= TASK STATEMENT =
Copy out each line of the material below that contains the word "wooden". Matching is case-sensitive.

= SUPPLIED RECORDS =

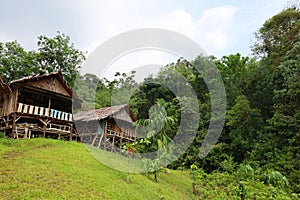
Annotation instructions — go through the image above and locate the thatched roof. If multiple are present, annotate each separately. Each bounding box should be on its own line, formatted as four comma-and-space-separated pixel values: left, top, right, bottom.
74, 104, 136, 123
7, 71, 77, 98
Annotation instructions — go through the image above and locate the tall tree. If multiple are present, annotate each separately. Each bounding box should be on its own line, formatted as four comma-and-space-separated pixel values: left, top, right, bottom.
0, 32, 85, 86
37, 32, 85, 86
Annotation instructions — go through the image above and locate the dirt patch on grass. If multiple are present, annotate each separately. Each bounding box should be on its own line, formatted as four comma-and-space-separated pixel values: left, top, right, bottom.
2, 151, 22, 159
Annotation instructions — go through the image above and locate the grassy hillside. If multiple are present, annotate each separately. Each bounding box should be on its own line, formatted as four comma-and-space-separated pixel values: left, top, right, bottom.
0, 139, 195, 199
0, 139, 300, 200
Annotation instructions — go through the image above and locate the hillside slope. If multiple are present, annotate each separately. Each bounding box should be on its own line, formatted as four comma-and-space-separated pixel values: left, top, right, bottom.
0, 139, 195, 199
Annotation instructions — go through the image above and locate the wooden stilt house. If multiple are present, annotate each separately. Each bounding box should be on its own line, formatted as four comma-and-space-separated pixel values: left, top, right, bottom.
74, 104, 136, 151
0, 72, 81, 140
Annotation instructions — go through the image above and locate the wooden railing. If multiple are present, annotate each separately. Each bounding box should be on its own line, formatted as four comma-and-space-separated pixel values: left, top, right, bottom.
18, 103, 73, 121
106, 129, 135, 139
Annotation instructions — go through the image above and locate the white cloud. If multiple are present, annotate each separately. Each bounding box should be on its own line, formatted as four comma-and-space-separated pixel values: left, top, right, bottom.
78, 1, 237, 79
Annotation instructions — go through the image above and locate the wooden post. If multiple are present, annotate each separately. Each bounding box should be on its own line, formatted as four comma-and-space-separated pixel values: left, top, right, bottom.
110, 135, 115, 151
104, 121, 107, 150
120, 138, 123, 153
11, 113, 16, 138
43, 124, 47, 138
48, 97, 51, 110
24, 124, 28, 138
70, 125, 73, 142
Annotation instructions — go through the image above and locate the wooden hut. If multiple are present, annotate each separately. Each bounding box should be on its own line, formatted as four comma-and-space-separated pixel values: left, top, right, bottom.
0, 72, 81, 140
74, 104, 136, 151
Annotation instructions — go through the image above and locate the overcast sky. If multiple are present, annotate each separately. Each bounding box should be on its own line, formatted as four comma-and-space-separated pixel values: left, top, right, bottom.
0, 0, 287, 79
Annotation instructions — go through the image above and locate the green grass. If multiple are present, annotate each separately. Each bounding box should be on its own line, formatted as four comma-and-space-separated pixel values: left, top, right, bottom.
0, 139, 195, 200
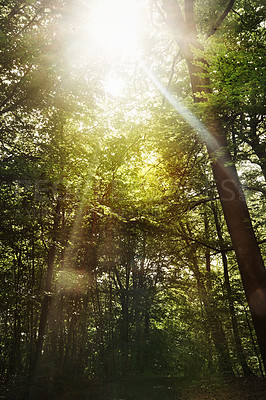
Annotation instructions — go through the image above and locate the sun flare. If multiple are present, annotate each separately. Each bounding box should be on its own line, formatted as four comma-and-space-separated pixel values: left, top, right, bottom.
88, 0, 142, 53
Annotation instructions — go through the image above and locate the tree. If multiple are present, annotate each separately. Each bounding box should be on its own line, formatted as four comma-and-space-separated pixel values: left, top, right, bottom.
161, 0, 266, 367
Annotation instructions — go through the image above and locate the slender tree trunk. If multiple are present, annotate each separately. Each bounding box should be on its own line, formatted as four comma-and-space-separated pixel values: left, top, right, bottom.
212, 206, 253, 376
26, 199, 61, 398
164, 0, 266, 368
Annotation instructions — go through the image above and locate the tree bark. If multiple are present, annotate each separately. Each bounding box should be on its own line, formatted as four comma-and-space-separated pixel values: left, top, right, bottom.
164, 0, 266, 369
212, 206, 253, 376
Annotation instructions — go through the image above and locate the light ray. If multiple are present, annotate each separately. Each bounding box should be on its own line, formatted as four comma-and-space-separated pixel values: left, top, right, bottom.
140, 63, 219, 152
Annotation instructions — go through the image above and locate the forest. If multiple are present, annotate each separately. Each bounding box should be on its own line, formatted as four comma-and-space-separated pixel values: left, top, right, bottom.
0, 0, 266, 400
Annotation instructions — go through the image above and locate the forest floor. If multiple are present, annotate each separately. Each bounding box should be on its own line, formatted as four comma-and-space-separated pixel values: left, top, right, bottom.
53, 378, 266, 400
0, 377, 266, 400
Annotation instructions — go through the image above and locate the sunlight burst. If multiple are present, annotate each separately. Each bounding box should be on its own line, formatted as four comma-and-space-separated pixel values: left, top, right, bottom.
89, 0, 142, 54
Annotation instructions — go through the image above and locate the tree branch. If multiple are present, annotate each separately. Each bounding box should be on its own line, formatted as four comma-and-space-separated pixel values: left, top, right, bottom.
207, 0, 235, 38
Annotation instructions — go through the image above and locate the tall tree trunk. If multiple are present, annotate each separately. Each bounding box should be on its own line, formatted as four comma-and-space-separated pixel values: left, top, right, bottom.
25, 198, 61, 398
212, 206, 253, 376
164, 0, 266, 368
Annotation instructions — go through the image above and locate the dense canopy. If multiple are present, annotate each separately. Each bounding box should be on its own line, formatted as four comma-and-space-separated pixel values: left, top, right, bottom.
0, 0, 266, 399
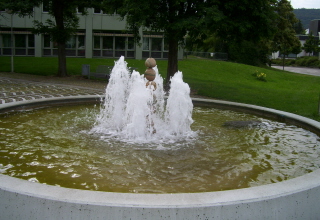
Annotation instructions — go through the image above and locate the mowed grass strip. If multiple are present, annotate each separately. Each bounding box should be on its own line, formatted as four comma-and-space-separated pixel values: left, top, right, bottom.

= EXERCISE ANSWER =
Annotation instructions — go through the image above and locate the wooden stilt house. If multiple are present, annotate each separately. Each bounding box should be on its own line, formatted as four comma-and-space-separated pixel values: left, top, right, bottom.
Annotation instructions — go through the image above and locate the wooden railing. If multiple are present, annotate each separately. Each bounding box should be on its own line, formatted as four comma-and-space-separated pixel values: left, top, right, bottom.
Annotation instructions — go through the image above and locate the wooden post. If multiple are present, annotate each separately. Each bounding box should be on its own line, formatted as four comma-and-space-separated pixel values: left, top, right, bottom.
Annotation instructions — go through the image above and locate the wooden hut. If multiple are present, annotate each separately. Each bounding box should be on its own line, formatted as four comma-and-space-separated pixel values: left, top, right, bottom.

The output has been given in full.